**Short task:** List every line in the entries below that contains the word "yellow", copying each line in full.

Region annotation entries
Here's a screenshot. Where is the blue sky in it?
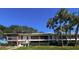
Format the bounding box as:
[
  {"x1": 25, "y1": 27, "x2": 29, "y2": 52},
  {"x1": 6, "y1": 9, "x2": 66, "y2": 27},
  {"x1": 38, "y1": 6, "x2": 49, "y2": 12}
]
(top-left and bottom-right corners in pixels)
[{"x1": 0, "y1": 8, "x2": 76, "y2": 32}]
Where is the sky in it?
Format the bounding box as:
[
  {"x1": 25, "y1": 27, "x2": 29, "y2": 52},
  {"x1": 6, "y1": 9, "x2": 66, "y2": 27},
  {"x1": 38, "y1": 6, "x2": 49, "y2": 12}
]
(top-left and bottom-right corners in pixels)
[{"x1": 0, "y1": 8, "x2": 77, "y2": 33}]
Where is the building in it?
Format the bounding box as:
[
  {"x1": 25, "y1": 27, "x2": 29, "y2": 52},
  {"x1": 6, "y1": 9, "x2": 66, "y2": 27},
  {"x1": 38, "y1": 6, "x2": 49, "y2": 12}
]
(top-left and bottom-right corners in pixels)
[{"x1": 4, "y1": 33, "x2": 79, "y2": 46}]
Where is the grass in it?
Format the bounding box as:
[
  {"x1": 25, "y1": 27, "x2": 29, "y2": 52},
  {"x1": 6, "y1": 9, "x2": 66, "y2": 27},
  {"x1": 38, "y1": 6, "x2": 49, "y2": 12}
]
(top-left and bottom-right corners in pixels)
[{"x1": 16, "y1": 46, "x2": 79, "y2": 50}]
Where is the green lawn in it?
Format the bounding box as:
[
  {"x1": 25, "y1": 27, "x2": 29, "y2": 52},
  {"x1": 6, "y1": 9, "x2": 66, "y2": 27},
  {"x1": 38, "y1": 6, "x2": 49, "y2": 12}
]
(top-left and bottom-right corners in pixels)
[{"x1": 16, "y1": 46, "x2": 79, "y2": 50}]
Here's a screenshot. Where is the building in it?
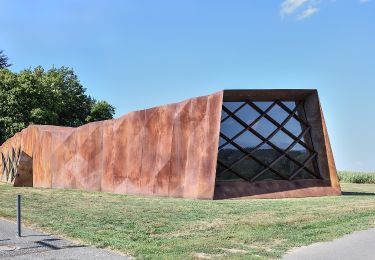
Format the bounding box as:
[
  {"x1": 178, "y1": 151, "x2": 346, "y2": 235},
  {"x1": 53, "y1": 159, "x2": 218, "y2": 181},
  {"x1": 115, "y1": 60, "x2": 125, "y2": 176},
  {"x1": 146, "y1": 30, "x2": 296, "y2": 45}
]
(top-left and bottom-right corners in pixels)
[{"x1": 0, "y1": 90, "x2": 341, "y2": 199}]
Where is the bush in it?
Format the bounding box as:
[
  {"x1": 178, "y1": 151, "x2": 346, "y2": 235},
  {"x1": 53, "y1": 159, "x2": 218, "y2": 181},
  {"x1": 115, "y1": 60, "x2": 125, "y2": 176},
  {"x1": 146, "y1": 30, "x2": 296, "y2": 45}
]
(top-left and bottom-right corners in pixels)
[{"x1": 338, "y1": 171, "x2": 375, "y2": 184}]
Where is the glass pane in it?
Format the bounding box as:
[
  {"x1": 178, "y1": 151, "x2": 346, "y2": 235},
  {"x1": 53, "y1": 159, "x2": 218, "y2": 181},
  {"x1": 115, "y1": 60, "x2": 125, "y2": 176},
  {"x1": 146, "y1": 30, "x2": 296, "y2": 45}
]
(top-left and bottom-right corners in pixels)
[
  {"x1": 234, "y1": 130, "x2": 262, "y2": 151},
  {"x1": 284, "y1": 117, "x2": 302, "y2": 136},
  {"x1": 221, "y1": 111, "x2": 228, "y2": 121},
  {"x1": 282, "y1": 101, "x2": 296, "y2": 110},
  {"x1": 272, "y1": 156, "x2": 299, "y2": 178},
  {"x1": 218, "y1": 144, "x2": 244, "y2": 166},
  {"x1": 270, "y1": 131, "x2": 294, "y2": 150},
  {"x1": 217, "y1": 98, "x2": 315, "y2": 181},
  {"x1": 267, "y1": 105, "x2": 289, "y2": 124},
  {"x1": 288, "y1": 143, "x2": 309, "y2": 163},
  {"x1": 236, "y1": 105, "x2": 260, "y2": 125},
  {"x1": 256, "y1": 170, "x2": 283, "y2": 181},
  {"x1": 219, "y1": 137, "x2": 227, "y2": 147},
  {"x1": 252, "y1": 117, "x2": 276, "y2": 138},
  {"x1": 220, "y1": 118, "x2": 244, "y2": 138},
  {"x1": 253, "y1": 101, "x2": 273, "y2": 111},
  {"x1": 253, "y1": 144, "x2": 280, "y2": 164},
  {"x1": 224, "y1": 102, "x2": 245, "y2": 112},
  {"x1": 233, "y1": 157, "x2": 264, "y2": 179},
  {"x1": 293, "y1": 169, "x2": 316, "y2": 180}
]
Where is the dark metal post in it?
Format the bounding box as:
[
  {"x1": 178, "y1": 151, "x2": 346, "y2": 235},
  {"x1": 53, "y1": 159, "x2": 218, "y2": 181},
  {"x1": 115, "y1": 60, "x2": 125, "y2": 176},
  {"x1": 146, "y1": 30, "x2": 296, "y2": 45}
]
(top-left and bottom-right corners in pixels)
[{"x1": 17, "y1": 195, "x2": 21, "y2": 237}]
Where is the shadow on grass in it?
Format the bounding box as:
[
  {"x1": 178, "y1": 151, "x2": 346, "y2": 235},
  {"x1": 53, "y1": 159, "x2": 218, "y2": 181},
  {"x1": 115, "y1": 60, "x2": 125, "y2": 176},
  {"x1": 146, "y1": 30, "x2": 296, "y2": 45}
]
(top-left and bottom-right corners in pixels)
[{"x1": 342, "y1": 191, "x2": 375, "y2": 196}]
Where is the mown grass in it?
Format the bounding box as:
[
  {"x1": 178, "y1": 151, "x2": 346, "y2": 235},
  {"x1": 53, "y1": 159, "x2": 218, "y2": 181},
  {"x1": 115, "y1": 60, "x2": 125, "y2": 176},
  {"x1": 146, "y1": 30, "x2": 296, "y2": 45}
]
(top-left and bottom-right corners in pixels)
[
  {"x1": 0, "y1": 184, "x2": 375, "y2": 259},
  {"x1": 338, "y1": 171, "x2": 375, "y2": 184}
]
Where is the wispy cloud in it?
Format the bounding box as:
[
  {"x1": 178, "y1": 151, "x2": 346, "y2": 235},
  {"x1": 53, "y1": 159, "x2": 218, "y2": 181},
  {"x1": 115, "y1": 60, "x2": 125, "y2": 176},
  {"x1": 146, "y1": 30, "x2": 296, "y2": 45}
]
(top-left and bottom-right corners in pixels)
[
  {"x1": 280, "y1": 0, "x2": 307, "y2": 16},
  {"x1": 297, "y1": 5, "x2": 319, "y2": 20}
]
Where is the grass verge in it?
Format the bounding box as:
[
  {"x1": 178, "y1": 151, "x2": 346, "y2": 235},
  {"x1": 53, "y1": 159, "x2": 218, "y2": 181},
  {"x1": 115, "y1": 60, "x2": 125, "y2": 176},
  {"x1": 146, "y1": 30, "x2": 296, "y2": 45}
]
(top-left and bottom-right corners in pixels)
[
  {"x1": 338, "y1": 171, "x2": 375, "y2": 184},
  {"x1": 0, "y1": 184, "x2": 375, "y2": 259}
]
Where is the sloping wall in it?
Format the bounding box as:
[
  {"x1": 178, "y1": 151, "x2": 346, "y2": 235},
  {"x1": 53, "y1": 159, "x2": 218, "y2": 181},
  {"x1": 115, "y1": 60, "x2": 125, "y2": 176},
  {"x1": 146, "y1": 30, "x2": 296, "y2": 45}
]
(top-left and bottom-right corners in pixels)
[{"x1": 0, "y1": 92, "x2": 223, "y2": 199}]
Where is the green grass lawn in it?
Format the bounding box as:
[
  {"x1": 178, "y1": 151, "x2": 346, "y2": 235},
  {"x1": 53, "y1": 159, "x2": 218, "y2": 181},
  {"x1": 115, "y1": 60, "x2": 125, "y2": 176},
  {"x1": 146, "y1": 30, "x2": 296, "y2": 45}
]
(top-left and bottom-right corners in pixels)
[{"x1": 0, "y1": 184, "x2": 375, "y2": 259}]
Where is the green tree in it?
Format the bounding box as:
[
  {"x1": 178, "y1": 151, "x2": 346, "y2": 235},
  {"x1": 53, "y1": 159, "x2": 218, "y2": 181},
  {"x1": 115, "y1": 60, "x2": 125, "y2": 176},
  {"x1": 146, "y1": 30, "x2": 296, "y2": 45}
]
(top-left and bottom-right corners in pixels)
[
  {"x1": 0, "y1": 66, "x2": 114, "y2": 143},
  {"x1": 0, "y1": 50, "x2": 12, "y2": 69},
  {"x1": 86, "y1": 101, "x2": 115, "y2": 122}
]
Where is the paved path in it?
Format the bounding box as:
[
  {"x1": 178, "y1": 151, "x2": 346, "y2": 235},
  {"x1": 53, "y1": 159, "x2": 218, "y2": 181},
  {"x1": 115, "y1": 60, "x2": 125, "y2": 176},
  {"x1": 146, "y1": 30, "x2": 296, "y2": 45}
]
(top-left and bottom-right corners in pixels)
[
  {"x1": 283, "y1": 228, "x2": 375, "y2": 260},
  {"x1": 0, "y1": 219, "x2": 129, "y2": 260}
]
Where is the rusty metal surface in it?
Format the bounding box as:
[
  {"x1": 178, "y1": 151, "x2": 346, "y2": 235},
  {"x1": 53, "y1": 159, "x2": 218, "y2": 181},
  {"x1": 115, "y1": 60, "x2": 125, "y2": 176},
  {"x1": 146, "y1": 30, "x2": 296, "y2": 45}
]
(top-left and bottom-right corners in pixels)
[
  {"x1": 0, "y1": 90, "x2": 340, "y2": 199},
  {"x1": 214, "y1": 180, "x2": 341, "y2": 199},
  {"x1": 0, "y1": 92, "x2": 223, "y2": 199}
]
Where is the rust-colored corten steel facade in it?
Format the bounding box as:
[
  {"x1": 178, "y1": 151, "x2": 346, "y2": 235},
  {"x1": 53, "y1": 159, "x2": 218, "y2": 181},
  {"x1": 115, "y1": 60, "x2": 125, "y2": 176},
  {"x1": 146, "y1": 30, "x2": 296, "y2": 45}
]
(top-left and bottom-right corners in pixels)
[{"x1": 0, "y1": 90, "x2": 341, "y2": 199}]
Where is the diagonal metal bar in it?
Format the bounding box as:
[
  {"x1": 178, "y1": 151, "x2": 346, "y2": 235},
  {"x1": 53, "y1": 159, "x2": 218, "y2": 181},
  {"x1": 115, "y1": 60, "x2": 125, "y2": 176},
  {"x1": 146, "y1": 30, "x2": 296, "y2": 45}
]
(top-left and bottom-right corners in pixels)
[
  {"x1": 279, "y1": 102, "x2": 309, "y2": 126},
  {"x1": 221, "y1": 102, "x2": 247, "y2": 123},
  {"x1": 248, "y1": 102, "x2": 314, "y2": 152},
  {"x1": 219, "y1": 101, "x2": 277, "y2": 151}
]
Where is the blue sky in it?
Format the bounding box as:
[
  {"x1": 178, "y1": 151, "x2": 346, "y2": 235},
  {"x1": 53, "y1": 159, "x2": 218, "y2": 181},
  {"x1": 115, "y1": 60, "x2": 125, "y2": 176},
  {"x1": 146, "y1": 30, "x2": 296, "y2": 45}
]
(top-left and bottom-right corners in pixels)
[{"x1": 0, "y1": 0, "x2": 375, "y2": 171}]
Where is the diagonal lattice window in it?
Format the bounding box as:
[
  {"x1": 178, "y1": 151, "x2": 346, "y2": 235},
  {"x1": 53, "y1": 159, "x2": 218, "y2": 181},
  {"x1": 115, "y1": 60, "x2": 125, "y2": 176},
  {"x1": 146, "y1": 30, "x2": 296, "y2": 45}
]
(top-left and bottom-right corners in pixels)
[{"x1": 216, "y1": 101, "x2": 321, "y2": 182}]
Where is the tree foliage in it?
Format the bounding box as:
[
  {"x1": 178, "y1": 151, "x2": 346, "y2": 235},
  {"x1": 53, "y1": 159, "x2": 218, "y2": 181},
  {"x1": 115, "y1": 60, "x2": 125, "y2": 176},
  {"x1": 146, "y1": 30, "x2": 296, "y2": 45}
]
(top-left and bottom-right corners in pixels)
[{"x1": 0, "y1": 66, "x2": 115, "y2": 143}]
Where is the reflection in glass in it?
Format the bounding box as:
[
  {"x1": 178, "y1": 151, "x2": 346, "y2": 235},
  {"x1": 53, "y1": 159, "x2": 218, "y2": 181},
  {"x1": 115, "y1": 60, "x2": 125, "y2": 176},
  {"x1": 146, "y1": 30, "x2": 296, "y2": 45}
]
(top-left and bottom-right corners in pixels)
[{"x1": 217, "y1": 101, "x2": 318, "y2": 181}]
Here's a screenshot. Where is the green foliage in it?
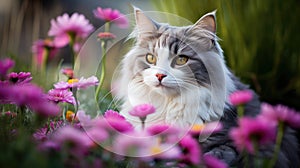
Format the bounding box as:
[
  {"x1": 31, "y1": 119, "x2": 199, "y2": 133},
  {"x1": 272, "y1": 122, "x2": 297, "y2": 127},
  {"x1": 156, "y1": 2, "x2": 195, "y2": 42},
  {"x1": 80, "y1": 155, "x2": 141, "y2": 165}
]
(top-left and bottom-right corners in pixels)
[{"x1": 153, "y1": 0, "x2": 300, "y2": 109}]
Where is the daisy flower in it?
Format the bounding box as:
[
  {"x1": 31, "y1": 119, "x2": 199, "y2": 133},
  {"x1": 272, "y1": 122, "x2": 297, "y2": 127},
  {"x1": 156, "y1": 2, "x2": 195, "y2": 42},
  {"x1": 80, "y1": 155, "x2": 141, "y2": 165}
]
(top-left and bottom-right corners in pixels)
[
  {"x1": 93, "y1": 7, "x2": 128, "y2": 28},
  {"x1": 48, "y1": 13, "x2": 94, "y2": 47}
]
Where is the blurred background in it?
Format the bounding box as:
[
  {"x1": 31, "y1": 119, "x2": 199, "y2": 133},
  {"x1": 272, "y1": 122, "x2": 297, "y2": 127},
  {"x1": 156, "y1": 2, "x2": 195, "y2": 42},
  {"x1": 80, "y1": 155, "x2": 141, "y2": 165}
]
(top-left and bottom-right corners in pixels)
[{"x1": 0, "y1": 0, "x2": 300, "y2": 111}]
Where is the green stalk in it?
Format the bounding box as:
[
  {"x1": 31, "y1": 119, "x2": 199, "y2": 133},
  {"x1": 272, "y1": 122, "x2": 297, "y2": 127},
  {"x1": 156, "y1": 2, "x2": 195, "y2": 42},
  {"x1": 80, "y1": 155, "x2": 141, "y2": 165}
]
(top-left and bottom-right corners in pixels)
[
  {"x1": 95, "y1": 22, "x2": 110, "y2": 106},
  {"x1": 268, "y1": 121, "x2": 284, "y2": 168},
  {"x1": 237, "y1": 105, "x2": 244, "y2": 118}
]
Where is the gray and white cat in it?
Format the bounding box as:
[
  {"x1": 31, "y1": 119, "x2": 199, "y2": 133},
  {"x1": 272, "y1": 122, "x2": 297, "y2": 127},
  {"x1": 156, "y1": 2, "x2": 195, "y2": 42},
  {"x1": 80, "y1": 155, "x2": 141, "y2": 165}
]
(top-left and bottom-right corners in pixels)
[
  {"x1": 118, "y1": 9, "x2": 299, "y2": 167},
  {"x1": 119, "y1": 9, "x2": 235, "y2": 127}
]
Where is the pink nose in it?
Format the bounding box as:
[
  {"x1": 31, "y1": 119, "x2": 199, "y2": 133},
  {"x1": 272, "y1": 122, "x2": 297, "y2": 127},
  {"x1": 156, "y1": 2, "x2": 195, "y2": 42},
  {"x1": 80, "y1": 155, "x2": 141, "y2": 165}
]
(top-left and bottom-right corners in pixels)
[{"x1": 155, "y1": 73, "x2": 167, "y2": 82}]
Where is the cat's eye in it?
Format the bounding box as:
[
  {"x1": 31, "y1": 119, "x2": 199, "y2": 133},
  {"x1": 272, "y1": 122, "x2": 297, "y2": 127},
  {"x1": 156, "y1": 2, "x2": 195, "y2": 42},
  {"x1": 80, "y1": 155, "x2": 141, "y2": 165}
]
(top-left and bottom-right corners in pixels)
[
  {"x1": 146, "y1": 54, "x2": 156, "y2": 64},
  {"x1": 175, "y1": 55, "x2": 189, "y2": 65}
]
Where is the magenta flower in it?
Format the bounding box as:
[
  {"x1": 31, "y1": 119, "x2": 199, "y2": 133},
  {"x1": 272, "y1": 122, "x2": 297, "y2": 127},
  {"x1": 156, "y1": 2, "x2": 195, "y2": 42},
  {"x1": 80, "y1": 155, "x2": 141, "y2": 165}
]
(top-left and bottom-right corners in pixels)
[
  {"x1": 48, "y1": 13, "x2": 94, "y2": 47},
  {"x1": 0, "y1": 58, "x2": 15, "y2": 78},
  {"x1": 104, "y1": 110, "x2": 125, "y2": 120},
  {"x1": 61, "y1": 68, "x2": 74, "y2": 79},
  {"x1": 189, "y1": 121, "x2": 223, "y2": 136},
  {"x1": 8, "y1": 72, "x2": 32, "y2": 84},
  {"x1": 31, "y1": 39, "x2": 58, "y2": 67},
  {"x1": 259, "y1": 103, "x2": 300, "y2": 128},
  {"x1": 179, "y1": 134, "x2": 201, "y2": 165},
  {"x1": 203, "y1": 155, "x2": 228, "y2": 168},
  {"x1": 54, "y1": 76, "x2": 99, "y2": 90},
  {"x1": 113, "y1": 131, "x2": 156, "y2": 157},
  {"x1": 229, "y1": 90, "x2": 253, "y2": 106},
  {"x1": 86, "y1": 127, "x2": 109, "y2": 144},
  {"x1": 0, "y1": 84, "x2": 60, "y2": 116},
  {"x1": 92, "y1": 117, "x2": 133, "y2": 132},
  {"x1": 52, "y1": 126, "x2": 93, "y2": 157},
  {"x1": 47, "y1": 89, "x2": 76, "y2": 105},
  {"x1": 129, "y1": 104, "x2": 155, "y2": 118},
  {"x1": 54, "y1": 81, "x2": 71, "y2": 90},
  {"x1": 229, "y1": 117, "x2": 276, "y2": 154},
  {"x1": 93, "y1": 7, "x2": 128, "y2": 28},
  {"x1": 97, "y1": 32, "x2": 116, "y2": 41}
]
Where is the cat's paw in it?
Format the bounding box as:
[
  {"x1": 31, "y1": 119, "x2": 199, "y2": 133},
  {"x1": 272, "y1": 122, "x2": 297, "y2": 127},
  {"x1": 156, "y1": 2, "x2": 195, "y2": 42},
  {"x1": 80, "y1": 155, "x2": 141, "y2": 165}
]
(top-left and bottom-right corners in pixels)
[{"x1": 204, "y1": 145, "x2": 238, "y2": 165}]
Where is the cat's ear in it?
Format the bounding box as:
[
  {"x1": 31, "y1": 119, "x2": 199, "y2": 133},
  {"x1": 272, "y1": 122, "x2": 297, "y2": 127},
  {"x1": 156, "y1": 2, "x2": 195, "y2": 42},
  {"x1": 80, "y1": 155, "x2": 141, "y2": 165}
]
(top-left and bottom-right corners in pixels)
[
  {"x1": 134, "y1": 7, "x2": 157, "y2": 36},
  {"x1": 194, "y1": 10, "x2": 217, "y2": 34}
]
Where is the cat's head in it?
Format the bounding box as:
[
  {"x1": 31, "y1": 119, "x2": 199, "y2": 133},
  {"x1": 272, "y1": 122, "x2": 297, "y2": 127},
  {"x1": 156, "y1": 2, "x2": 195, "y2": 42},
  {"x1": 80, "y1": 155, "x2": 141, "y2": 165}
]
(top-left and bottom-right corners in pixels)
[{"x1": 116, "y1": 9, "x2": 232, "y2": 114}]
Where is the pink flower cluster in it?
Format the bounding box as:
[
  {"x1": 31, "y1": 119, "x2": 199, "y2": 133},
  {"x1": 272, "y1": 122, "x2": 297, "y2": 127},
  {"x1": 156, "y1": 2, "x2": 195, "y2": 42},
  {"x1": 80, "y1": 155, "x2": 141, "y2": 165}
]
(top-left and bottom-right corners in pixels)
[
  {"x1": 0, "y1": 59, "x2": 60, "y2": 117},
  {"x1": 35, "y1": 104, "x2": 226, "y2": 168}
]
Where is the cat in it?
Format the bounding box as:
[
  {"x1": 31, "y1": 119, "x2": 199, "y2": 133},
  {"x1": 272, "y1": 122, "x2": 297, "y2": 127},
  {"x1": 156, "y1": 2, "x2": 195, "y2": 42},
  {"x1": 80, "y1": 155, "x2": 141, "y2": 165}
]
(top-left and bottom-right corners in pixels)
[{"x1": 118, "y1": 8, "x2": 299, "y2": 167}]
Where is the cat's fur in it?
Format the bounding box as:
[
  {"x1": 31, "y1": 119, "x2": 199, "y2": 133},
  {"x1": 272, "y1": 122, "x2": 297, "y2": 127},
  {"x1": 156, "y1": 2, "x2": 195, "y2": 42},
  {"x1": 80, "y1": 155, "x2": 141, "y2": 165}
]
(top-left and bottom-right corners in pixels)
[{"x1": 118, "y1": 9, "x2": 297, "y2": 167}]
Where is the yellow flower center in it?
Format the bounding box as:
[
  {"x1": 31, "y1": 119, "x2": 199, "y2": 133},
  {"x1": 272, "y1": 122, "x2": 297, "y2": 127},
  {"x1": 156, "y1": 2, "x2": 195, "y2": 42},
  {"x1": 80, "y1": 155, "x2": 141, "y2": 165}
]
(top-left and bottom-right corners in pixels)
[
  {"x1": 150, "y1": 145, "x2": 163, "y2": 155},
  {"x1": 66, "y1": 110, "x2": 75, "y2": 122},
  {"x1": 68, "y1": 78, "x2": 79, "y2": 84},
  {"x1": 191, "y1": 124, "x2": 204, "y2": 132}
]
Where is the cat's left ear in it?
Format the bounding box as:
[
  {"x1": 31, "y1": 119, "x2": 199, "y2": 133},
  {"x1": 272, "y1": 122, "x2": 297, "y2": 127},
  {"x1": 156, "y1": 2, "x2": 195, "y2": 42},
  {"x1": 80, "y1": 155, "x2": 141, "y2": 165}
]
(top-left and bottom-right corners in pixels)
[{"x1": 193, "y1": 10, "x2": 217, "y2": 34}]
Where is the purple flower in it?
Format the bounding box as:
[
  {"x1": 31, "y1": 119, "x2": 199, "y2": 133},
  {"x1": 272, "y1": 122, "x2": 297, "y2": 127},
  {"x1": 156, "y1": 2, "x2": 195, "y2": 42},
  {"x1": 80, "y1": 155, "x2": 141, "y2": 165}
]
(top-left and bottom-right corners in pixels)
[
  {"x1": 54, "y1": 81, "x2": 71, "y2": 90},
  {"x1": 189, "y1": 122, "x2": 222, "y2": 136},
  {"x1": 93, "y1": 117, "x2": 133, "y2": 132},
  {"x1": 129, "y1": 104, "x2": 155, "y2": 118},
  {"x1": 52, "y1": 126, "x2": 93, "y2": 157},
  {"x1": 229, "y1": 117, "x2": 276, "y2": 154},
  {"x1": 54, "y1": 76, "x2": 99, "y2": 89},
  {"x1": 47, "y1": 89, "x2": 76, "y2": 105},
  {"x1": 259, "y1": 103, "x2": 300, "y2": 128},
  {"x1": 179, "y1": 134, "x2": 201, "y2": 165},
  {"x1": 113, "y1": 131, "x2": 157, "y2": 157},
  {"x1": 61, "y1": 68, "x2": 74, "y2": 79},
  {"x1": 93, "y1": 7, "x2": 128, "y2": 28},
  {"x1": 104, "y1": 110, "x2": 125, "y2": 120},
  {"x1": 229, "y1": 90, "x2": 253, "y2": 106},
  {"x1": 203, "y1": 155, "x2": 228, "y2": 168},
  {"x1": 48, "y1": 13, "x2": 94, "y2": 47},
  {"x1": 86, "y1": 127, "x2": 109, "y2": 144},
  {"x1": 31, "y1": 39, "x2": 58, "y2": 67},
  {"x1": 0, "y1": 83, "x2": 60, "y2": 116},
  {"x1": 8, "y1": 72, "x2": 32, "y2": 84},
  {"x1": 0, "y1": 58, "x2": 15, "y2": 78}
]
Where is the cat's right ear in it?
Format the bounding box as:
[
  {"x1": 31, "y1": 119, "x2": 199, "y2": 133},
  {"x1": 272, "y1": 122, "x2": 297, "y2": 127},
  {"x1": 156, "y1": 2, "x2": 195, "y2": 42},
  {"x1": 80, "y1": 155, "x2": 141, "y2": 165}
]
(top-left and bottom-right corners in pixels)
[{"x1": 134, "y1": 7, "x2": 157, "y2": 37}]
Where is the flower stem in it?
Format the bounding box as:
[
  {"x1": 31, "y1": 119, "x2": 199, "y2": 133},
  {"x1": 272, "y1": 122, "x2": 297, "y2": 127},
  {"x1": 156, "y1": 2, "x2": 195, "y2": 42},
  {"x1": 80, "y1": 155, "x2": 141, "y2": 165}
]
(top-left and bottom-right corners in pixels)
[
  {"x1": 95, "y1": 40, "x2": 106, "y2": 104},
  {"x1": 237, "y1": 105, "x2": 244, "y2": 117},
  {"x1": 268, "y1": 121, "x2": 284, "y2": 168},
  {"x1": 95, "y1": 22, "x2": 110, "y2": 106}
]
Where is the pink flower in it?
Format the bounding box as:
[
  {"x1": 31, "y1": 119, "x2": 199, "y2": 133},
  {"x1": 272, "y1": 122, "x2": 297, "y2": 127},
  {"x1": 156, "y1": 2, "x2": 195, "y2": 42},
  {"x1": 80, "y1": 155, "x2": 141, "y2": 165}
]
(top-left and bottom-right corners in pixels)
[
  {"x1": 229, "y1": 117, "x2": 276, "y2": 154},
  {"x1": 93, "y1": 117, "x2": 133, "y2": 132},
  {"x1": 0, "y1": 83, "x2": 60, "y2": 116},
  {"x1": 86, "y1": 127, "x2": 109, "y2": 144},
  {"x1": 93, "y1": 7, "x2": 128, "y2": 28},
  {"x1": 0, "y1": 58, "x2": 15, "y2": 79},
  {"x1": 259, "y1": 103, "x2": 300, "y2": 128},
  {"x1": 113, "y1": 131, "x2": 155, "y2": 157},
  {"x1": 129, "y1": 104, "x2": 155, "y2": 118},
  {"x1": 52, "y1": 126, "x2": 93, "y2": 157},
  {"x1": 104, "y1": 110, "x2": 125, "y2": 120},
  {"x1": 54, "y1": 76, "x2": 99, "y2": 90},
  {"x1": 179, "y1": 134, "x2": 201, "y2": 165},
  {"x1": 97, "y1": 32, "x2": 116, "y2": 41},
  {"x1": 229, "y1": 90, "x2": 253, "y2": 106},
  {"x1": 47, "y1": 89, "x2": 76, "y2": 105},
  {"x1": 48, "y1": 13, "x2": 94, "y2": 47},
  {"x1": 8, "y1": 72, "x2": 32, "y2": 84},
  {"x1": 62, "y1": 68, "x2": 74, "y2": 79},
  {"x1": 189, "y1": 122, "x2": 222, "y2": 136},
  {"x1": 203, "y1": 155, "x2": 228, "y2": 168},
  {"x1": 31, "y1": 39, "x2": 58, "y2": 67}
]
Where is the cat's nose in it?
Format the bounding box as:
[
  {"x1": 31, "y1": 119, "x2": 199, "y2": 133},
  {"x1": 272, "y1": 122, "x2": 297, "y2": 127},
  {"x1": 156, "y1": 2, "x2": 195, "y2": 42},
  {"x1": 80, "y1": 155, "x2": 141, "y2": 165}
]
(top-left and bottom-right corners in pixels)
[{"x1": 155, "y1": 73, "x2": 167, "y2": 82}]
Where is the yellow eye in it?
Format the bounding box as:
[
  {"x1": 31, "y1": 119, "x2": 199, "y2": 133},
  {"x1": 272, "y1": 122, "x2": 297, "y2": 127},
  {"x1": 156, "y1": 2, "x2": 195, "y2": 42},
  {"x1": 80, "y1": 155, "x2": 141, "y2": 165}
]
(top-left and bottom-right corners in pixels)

**Output of the exercise:**
Where is the yellow flower center in it?
Where is the yellow eye in it?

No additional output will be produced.